▶ Natural language region descriptions

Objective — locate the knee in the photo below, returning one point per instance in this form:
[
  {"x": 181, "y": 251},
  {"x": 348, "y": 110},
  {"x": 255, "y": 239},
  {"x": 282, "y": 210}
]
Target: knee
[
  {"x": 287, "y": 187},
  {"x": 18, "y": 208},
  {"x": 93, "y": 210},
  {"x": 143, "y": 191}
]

▶ Problem
Each record above has to be set down again, word for word.

▶ Solution to this task
Objective — locate the knee in the photo below, returning one point per instance in this form:
[
  {"x": 181, "y": 251},
  {"x": 348, "y": 110},
  {"x": 255, "y": 239},
  {"x": 282, "y": 210}
]
Target: knee
[
  {"x": 287, "y": 187},
  {"x": 18, "y": 208},
  {"x": 93, "y": 210},
  {"x": 143, "y": 191}
]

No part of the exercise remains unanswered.